## TO DO
From the repository description below, list every item it names as implemented by the repository.

## TEXT
Start of Block

Classification Experiments for A Comparative Study of Automatic Speech Act Classification - From Logistic Regression to GPT-4o
This repository contains the code and resources for the classification experiments described in the paper:
"A Comparative Study of Automatic Speech Act Classification - From Logistic Regression to GPT-4o"
[Anonymzied Authors for reviewing process]
This repository implements the classification experiments described in the paper, including:
- Preprocessing and vectorization of the SPICE dataset
- Baseline Code
- Hyperparameter tuning on different models (Logistic Regression, Random Forest, XGBoost)
- Using GPT API
- Clone this repo:
git clone https://github.com/sophiakene/SpeechActClassification.git
cd repo-name- Preprocessing
Importantly, note that because of conflicting package versions, two different environments are needed. Example using conda:
** First environment for Preprocessing the data **
conda create -n preprocessing_env
conda activate preprocessing_env
pip install -r prep_requirements.txt
then run the cells in preprocessing.ipynb
- Vectorizing
Prerequisites:
- The SPICE Dataset: The data folder is expected to contain subfolders called SPICE Broadcast discussion, SPICE Broadcast interview, etc. as in the original dataset distribution. Each register subfolder contains two more folders for North and South Ireland, respectively, which in turn contain the annotated txt files.
- Fill in the absolute or relative path to your data folder in the second code cell (directory = "...")
- Jupyter Notebook or JupyterLab
Importantly, note that due to version incompabilities of libraries, another environment is needed for vectorizing the preprocessed data and running the classification scripts.

End of Block

## DATASET EXTRACT
Start of Block

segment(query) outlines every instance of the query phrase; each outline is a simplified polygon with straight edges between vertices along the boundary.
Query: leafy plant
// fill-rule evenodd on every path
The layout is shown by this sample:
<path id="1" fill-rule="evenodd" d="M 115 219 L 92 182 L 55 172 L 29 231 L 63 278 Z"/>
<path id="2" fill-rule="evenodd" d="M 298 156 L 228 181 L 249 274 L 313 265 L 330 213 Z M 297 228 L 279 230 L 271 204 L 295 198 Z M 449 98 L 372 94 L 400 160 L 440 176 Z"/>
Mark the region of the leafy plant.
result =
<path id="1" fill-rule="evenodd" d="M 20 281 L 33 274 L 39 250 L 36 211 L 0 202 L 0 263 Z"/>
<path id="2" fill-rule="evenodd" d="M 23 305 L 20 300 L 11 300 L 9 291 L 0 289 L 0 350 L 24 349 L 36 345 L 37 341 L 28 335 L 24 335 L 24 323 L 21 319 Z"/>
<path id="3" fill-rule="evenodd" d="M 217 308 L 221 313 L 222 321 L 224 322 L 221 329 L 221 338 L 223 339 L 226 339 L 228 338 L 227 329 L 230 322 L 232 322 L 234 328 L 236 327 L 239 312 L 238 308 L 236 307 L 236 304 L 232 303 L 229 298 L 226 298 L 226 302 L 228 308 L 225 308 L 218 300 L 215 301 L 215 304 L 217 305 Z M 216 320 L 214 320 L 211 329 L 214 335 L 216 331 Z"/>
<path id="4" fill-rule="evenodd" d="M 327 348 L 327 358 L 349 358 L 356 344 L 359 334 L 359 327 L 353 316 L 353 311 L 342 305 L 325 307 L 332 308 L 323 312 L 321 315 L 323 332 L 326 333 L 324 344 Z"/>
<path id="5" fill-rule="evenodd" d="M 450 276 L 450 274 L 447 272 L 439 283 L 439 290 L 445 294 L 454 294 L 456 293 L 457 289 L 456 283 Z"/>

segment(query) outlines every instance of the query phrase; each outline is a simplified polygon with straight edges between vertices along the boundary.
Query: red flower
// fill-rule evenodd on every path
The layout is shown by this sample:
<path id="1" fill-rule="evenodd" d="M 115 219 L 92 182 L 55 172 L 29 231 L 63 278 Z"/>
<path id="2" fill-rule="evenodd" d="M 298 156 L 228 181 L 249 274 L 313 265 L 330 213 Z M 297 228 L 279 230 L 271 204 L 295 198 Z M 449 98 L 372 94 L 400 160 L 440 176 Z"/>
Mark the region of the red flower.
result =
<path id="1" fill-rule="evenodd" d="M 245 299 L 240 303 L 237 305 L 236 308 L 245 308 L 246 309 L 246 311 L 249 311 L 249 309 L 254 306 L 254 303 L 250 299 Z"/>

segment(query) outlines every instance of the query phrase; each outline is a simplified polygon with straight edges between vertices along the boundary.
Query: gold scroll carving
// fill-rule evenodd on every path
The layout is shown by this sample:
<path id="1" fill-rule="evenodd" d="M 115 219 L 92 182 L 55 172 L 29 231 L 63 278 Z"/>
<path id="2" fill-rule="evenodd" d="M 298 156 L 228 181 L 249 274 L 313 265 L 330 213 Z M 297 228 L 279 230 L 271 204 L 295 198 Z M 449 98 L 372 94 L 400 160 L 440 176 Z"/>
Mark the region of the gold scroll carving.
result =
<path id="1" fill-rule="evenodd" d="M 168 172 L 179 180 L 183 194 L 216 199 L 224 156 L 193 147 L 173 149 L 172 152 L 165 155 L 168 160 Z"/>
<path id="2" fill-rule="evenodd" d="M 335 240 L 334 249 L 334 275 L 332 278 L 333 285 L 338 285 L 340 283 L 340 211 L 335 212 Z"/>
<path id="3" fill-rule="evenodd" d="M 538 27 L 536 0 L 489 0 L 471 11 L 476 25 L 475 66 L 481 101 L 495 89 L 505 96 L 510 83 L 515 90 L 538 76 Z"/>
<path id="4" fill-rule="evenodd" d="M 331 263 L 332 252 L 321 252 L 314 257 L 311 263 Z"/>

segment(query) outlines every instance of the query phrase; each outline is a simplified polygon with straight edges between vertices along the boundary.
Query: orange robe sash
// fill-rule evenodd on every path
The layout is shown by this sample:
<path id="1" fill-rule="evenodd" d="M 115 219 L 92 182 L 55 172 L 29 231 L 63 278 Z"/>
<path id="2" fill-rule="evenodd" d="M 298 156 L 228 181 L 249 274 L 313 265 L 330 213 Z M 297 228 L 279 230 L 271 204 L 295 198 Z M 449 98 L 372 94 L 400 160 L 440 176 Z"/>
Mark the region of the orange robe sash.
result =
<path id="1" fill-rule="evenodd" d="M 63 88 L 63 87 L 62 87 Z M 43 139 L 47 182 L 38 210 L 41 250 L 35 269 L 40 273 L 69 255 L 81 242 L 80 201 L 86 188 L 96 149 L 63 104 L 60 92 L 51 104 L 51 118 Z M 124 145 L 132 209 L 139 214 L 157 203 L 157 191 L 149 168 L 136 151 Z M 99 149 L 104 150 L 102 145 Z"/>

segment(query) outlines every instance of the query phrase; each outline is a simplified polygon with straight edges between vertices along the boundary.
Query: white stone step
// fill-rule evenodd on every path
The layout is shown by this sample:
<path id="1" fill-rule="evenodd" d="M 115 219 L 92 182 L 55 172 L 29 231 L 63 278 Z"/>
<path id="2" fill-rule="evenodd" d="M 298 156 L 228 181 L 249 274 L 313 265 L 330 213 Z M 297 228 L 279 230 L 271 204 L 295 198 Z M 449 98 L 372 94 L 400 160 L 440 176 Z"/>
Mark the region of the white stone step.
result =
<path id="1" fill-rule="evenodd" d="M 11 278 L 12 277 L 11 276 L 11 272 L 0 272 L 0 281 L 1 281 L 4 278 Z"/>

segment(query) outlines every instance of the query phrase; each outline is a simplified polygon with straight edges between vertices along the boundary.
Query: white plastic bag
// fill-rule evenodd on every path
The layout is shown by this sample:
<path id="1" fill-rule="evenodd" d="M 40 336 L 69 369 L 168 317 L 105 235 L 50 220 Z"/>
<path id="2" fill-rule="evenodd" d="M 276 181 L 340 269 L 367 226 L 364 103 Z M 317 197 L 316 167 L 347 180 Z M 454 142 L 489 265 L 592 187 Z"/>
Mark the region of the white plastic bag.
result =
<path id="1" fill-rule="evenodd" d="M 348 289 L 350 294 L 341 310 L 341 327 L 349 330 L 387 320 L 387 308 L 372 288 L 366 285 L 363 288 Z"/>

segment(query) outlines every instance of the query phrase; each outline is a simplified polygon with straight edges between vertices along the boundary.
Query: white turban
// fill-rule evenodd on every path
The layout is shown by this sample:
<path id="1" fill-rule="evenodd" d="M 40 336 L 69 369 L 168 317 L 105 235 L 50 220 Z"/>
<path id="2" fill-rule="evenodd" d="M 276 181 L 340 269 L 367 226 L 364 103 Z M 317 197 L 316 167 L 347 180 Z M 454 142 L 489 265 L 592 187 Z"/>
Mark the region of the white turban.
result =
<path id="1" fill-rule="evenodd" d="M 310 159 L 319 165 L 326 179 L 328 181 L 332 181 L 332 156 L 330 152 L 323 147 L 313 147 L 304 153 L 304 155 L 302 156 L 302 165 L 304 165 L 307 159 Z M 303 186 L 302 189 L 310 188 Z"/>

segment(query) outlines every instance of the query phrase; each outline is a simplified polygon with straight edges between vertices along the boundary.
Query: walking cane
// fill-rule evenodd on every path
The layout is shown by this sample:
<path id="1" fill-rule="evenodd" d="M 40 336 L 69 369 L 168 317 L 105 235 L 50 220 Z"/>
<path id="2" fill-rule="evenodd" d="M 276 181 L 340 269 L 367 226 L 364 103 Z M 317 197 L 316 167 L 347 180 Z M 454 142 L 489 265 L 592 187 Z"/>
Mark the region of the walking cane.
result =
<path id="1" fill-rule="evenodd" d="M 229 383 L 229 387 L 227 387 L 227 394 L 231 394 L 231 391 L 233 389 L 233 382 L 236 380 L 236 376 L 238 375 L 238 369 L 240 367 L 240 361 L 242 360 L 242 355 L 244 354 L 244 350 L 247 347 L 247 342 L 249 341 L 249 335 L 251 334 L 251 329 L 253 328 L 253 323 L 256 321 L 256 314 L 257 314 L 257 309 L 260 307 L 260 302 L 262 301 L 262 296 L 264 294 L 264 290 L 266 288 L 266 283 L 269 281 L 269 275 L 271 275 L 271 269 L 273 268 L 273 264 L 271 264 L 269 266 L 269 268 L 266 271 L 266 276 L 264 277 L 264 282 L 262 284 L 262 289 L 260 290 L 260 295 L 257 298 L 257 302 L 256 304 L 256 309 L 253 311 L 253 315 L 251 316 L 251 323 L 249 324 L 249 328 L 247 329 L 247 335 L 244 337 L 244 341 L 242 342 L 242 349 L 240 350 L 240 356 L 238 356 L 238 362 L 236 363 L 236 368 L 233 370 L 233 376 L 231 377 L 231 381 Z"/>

End of Block

## TASK SOLUTION
- Preprocessing and vectorization of the SPICE dataset
- Baseline Code
- Hyperparameter tuning on different models (Logistic Regression, Random Forest, XGBoost)
- Using GPT API